**TEXT SECTION**
* * * *
LaingBuisson have issued the 7th edition of their Private Acute Healthcare UK Market Report.

The first edition of this report to be issued since the start of the Covid-19 pandemic, it paints a picture of where the market was immediately prior to the start of the pandemic, the impact the pandemic has had, and the private healthcare sector’s recovery as markets have started to reopen.

The market in 2019 is estimated to have been worth £6.17 billion, a real terms growth of more than 3% from 2018. This was fuelled by expanded private medical insurance payouts, growth in NHS spending and a sharp uptake in embassy demand in London, though tempered by cooler demand from domestic self-pay patients, as spending on cosmetic surgery contracted.

The coronavirus pandemic of course had an extraordinary impact on healthcare, with independent hospitals making beds, theatres and clinicians available to the NHS ‘at cost’, and routine elective surgery all but coming to a halt during the first lockdown in 2020. Private acute healthcare started it catch up in the second half of 2020, but private hospital admissions contracted by around 30% during the year compared to 2019, while outpatient activity was lesser affected.
* * * *
**STUDY MATERIAL**
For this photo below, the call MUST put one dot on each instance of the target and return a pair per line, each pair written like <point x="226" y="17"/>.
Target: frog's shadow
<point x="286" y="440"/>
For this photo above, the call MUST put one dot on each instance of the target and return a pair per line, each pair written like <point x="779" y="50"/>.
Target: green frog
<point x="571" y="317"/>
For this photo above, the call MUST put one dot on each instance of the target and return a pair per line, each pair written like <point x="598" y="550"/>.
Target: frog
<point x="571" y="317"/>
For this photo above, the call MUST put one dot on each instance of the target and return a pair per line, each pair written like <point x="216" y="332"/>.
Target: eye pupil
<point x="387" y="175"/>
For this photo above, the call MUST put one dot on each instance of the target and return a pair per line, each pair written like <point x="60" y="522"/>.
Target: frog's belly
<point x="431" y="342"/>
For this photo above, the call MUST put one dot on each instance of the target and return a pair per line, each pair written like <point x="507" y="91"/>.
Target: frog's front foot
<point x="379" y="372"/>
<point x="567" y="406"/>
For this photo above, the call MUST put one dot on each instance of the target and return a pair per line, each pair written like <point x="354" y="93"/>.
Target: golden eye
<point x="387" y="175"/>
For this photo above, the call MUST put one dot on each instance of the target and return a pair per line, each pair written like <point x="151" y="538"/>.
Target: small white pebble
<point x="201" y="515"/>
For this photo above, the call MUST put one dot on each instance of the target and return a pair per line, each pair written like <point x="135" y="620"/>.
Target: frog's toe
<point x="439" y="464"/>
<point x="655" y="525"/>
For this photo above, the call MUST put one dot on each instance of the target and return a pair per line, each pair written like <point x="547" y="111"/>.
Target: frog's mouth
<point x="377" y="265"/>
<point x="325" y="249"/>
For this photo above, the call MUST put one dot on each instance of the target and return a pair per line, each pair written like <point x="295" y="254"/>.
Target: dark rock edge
* * * *
**WHAT THIS TASK INVOLVES**
Decide whether each statement agrees with the text on the private acute healthcare market. For each one, give yes or no and quote the words of the text that settle it.
1. The market in 2019 is estimated to have been worth £6.17 billion.
2. Spending on cosmetic surgery grew in 2019.
3. Outpatient activity fell by around 30% in 2020 compared to 2019.

**EXERCISE RESPONSE**
1. Yes: "The market in 2019 is estimated to have been worth £6.17 billion"
2. No: "as spending on cosmetic surgery contracted"
3. No: "private hospital admissions contracted by around 30% during the year compared to 2019, while outpatient activity was lesser affected"